▶ [Do this]:
Answer these questions using the forum thread below about starting a screen printing business.
(a) In which section of the forum was the first post placed?
(b) Which two sections does Mtnview suggest as more suitable?
(c) According to Preston, what will the recommended book not teach?

▶ [Document extract]:

::::::::::

# How to start up screen printing business?



## Boss Mac (Oct 10, 2015)

Hi Guys, I am planning to start up my T-shirt Printing business, but I was hesitant to do it. Can I get any advise or tips, on how did you start up your printing business? Thanks a lot


----------



## Mtnview (Nov 5, 2009)

Boss Mac said:


> Hi Guys, I am planning to start up my T-shirt Printing business, but I was hesitant to do it. Can I get any advise or tips, on how did you start up your printing business? Thanks a lot


Would help if you posted this in a more appropriate section. You posted this in the "help desk" section of the forum. This one deals with issues pertaining to the forum site itself.


----------



## Boss Mac (Oct 10, 2015)

Mtnview said:


> Would help if you posted this in a more appropriate section. You posted this in the "help desk" section of the forum. This one deals with issues pertaining to the forum site itself.


Ow thank you John. By the way, what section is appropriate for this? Sorry I'm new in forum.


----------



## Mtnview (Nov 5, 2009)

Maybe the General T-shirt Selling section or TF Lounge.


----------



## Boss Mac (Oct 10, 2015)

Thank You John!


----------



## splathead (Dec 4, 2005)

If you, or someone else, creates a post in the wrong section of the forum, please hit the http://www.t-shirtforums.com/announcements-site-updates/t35067.html button and report it to us. We'll move it to the most appropriate section.

DO NOT create a new identical post in a different section. Duplicate discussions are hard to keep up with and counterproductive for other members who are trying to help


----------



## BidsMaven (Sep 23, 2011)

Mark, I recommend getting a copy of Scott Fresner's book How to Print T-Shirts for Fun and Profit. It has a lot of great information on how to get started, including information on shirt decoration techniques, marketing and selling, and setting up the business itself. In the back it has an extensive listing of suppliers. You can get it from his website, T-Biz Network.


----------



## Preston (Mar 21, 2006)

Agree on getting the "How to Print T-Shirts for Fun and Profit" book. It is a good read and will help you understand the business lingo. However it will not teach you how to print t-shirts. 

Read the book then start asking questions. If you still want to give it a go then put a budget together. Then double it. And then ask more questions.


----------

::::::::::

▶ [Rows]:
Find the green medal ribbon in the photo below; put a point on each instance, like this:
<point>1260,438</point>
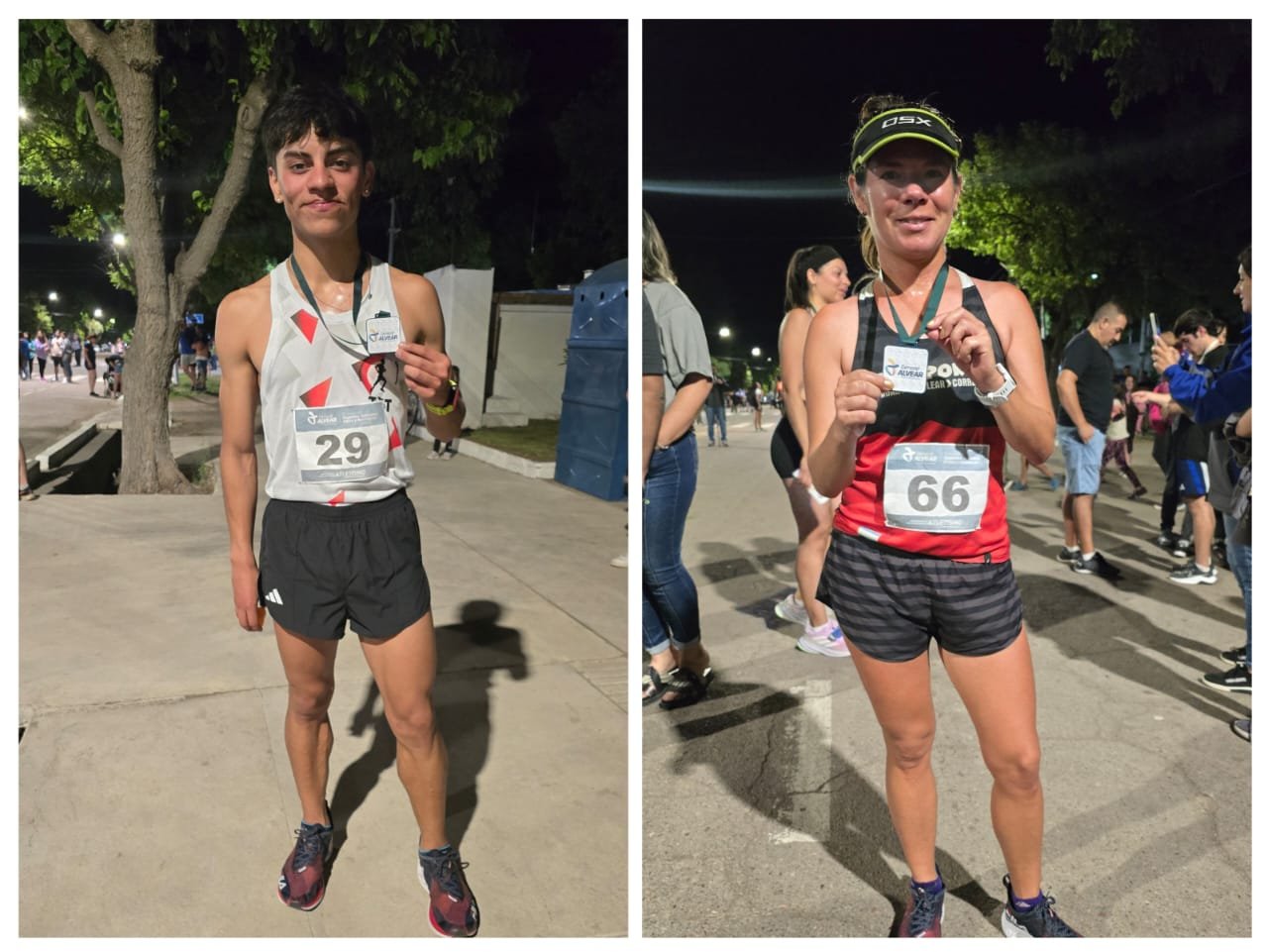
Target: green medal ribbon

::::::::::

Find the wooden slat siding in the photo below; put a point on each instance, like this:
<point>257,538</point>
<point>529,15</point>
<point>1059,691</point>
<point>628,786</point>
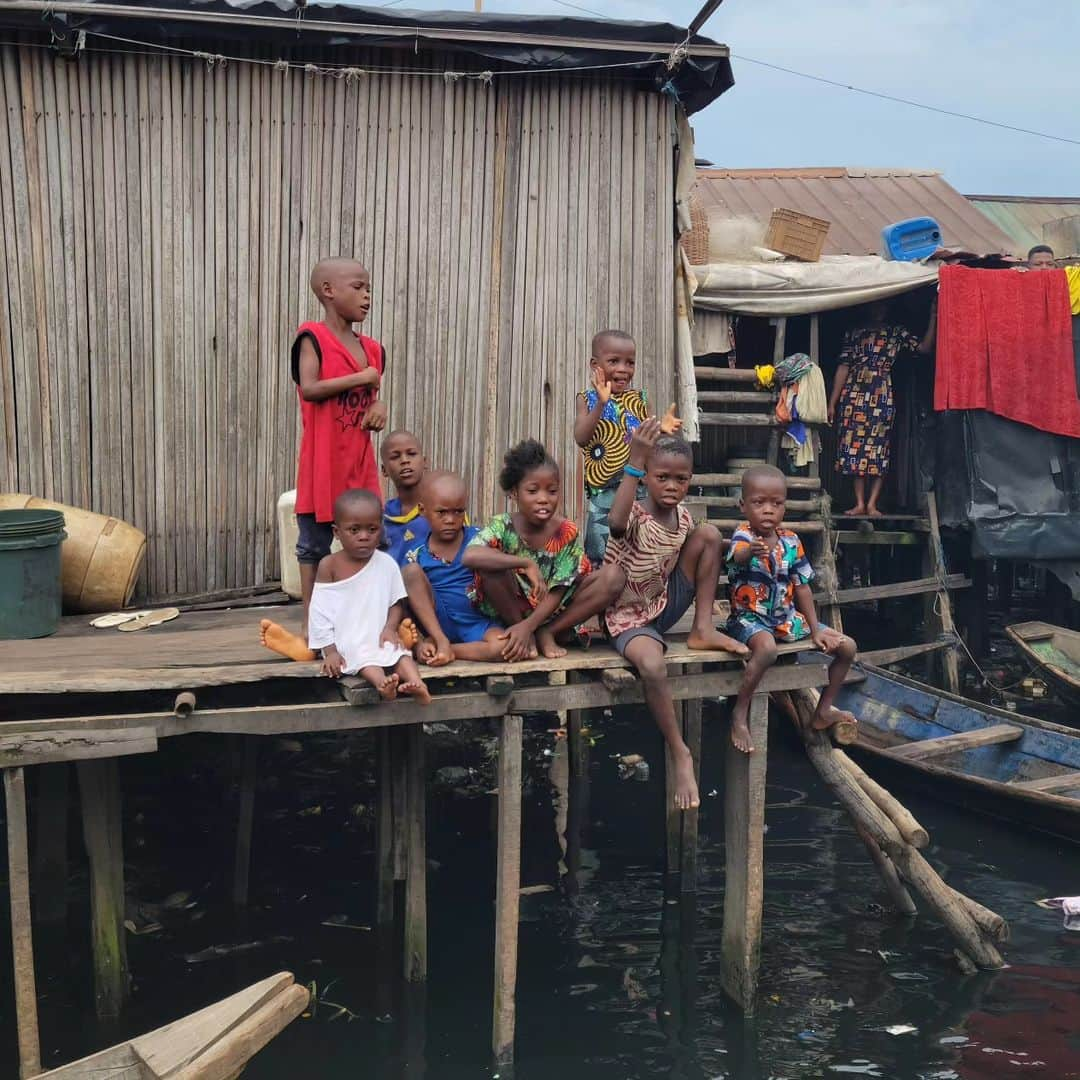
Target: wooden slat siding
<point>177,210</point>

::::::::::

▶ [Exercise output]:
(a) The "help desk" section.
(b) The General T-shirt Selling section or TF Lounge.
(c) How to print t-shirts.